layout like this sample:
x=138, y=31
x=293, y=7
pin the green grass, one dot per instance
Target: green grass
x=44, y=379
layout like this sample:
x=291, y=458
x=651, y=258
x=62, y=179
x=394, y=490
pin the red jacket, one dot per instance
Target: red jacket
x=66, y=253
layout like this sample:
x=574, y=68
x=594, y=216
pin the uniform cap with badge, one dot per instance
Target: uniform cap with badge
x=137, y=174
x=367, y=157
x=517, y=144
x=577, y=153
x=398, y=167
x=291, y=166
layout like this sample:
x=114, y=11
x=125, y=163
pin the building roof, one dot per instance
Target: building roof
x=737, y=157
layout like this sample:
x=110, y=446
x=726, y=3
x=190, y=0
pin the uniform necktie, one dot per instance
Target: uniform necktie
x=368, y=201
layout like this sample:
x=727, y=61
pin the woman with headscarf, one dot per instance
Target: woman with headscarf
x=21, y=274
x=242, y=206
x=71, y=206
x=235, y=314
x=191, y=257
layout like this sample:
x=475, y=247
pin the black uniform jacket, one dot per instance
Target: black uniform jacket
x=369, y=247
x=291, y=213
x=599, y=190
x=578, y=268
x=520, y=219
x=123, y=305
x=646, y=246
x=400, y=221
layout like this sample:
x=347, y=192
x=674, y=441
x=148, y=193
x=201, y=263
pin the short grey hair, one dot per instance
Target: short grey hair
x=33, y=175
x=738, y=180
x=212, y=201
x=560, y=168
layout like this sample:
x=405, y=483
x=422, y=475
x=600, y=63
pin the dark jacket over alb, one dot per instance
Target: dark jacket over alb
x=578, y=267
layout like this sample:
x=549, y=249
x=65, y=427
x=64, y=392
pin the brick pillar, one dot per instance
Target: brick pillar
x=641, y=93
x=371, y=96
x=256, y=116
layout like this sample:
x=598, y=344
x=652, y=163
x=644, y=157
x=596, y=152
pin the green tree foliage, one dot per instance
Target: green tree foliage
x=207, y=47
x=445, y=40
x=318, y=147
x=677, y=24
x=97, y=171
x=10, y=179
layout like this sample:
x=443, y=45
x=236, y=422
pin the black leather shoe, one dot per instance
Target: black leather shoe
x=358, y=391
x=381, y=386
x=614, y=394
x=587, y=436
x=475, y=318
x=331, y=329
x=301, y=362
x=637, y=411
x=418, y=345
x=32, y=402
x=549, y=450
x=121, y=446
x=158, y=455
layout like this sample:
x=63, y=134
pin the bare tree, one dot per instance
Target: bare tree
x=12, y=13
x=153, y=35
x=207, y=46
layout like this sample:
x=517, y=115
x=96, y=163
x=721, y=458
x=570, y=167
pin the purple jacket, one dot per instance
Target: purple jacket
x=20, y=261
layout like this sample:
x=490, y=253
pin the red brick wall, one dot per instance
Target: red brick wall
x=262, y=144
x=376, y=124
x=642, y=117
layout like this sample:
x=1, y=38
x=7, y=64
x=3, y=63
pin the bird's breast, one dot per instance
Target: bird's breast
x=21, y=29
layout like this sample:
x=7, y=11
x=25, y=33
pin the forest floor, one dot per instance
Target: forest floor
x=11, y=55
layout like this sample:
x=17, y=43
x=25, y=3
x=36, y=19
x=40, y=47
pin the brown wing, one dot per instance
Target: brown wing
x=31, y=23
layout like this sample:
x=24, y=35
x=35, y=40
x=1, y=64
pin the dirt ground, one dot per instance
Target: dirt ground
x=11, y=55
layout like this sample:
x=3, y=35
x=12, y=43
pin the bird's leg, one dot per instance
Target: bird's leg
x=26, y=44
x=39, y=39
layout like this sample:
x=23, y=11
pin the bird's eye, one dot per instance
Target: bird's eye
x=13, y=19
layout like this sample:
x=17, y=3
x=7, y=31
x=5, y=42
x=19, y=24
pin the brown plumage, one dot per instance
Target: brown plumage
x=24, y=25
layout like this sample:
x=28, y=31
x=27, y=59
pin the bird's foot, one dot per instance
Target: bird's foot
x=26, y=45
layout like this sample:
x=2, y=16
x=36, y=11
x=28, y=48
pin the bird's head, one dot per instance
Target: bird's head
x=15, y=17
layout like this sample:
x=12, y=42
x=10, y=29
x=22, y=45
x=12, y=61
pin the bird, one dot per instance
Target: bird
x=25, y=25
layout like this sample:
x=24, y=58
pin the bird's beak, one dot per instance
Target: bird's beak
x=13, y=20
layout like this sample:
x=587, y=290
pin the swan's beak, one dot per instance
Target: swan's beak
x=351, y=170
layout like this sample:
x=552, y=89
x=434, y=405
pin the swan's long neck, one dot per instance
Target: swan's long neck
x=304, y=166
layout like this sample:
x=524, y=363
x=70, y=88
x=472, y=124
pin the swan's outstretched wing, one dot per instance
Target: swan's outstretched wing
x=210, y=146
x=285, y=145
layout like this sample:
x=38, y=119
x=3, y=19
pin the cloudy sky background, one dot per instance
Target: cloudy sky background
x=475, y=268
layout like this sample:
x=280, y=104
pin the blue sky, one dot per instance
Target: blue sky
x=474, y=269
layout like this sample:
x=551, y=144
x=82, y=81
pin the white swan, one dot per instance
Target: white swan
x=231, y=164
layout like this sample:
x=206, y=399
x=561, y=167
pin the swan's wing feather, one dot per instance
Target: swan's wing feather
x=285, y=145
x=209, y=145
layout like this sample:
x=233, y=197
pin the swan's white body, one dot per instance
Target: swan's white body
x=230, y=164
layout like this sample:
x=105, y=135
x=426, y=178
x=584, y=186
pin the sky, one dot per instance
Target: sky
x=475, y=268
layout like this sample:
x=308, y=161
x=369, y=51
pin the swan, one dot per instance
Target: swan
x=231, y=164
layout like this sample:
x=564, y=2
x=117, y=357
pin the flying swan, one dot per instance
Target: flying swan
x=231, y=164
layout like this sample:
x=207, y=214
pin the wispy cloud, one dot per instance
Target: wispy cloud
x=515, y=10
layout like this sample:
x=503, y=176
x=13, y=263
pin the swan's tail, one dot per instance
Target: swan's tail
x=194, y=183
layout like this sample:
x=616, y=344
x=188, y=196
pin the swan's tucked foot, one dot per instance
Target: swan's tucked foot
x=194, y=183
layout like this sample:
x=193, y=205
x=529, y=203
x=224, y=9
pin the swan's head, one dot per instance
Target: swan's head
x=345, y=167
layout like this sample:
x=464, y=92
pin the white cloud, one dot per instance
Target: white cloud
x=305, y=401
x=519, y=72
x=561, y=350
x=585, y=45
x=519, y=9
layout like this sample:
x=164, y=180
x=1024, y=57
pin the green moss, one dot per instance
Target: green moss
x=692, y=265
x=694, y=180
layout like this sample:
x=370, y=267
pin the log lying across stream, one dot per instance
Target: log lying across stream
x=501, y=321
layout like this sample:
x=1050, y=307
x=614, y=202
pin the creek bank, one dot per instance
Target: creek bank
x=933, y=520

══════

- **THE TASK**
Copy out each line exactly as written.

- **RESPONSE TO THIS TASK**
layout like this sample:
x=138, y=31
x=293, y=7
pin the green grass, one dot per instance
Target: green grass
x=44, y=379
layout like this sample:
x=291, y=458
x=651, y=258
x=62, y=179
x=394, y=490
pin the red jacket, one dot per instance
Target: red jacket
x=66, y=253
layout like this sample:
x=574, y=68
x=594, y=216
pin the uniform cap with badge, one dot per instance
Target: uniform cap with badge
x=137, y=174
x=367, y=157
x=517, y=144
x=577, y=153
x=398, y=167
x=291, y=166
layout like this sample:
x=114, y=11
x=125, y=163
pin the building roof, one dot per instance
Target: building roof
x=737, y=157
layout like this sample:
x=110, y=446
x=726, y=3
x=190, y=0
pin the uniform necktie, one dot per instance
Target: uniform necktie
x=368, y=201
layout like this sample:
x=727, y=61
pin the woman with headscarf, one dot per instance
Target: woman with headscarf
x=21, y=274
x=242, y=206
x=71, y=206
x=235, y=314
x=191, y=257
layout like this sample:
x=475, y=247
pin the black uniform jacket, one dot per instance
Target: black uniform jacket
x=369, y=247
x=291, y=213
x=599, y=190
x=578, y=268
x=520, y=219
x=123, y=305
x=646, y=246
x=400, y=221
layout like this sample:
x=347, y=192
x=674, y=441
x=148, y=193
x=201, y=263
pin the short grey hair, one dot per instance
Target: short grey hair
x=33, y=175
x=738, y=180
x=212, y=201
x=560, y=168
layout like this sample:
x=405, y=483
x=422, y=475
x=600, y=63
pin the dark jacket over alb, one dot per instance
Target: dark jacket over alb
x=578, y=267
layout like this sample:
x=549, y=249
x=65, y=427
x=64, y=392
pin the brick pillar, one dot per instance
Target: brick pillar
x=641, y=93
x=371, y=96
x=256, y=116
layout like this sample:
x=598, y=344
x=652, y=163
x=644, y=157
x=596, y=152
pin the green tree foliage, one dot per instance
Target: green tree foliage
x=207, y=47
x=445, y=40
x=318, y=147
x=677, y=24
x=97, y=171
x=10, y=179
layout like this sample:
x=443, y=45
x=236, y=422
pin the black leather shoe, one dot per instance
Target: black leather shoe
x=358, y=391
x=381, y=386
x=614, y=394
x=587, y=436
x=475, y=318
x=331, y=329
x=301, y=362
x=637, y=411
x=418, y=345
x=32, y=402
x=549, y=450
x=121, y=446
x=158, y=455
layout like this sample:
x=63, y=134
pin the bare tree, one dot per instance
Target: bare tree
x=12, y=13
x=153, y=35
x=207, y=46
layout like this sample:
x=517, y=115
x=96, y=163
x=721, y=458
x=570, y=167
pin the purple jacket, one dot per instance
Target: purple jacket
x=20, y=261
layout like this sample:
x=490, y=253
pin the red brick wall, one dot per instance
Target: red brick wall
x=262, y=144
x=376, y=124
x=642, y=117
layout like this sample:
x=1, y=38
x=7, y=64
x=3, y=63
pin the bird's breast, one dot per instance
Target: bird's breast
x=21, y=29
layout like this sample:
x=7, y=11
x=25, y=33
pin the forest floor, one dot per instance
Target: forest floor
x=11, y=55
layout like this sample:
x=17, y=43
x=25, y=3
x=36, y=19
x=40, y=47
pin the brown wing, one dot per instance
Target: brown wing
x=31, y=23
layout like this sample:
x=24, y=35
x=35, y=40
x=1, y=64
pin the dirt ground, one dot per instance
Target: dirt ground
x=11, y=55
layout like this sample:
x=3, y=35
x=12, y=43
pin the bird's leg, one dot per instance
Target: bird's leg
x=26, y=44
x=39, y=39
layout like this sample:
x=23, y=11
pin the bird's eye, one dot per instance
Target: bird's eye
x=13, y=19
layout like this sample:
x=17, y=3
x=7, y=31
x=5, y=42
x=19, y=24
pin the brown plumage, one dot per instance
Target: brown plumage
x=24, y=25
layout like this sample:
x=28, y=31
x=27, y=59
pin the bird's foot, one dot per instance
Target: bird's foot
x=26, y=45
layout like this sample:
x=2, y=16
x=36, y=11
x=28, y=48
pin the bird's head, one dot per instance
Target: bird's head
x=15, y=17
layout like this sample:
x=12, y=42
x=10, y=29
x=22, y=45
x=12, y=61
pin the bird, one dot per instance
Target: bird
x=25, y=25
layout like this sample:
x=24, y=58
pin the bird's beak, one dot per instance
Target: bird's beak
x=13, y=20
layout like this sample:
x=587, y=290
pin the swan's beak, one dot per instance
Target: swan's beak
x=351, y=170
layout like this sample:
x=552, y=89
x=434, y=405
pin the swan's long neck, one dot per instance
Target: swan's long neck
x=304, y=166
layout like this sample:
x=524, y=363
x=70, y=88
x=472, y=124
pin the swan's outstretched wing, one dot per instance
Target: swan's outstretched wing
x=210, y=146
x=285, y=145
layout like this sample:
x=38, y=119
x=3, y=19
pin the cloudy sky background, one dot per instance
Target: cloudy sky background
x=475, y=268
layout like this sample:
x=280, y=104
pin the blue sky, one dot per instance
Target: blue sky
x=474, y=269
layout like this sample:
x=551, y=144
x=82, y=81
pin the white swan, one dot per instance
Target: white swan
x=231, y=164
layout like this sample:
x=206, y=399
x=561, y=167
pin the swan's wing feather, one dot per instance
Target: swan's wing feather
x=285, y=145
x=209, y=145
layout like this sample:
x=233, y=197
pin the swan's white body, one dot per instance
Target: swan's white body
x=230, y=164
layout like this sample:
x=105, y=135
x=426, y=178
x=584, y=186
pin the sky, one dot per instance
Target: sky
x=475, y=268
layout like this sample:
x=308, y=161
x=369, y=51
pin the swan, one dot per instance
Target: swan
x=231, y=164
layout like this sample:
x=564, y=2
x=117, y=357
pin the flying swan, one dot per instance
Target: flying swan
x=231, y=164
layout like this sample:
x=207, y=214
pin the wispy cloud, one dot per instance
Target: wispy cloud
x=515, y=10
layout like this sample:
x=503, y=176
x=13, y=263
pin the swan's tail, one dot per instance
Target: swan's tail
x=194, y=183
layout like this sample:
x=616, y=344
x=188, y=196
pin the swan's tucked foot, one dot per instance
Target: swan's tucked foot
x=194, y=183
layout like this sample:
x=193, y=205
x=529, y=203
x=224, y=9
pin the swan's head, one dot per instance
Target: swan's head
x=345, y=167
layout like this sample:
x=464, y=92
pin the white cloud, one dot per instance
Target: white cloud
x=305, y=401
x=519, y=72
x=561, y=350
x=585, y=45
x=519, y=9
layout like this sample:
x=164, y=180
x=1024, y=57
pin the green moss, one dot per instance
Target: green moss
x=692, y=265
x=694, y=180
layout like this sample:
x=370, y=267
pin the log lying across stream, one dot per instance
Target: log lying across stream
x=501, y=321
layout like this sample:
x=1050, y=307
x=614, y=202
pin the creek bank, one dot per instance
Target: creek bank
x=933, y=520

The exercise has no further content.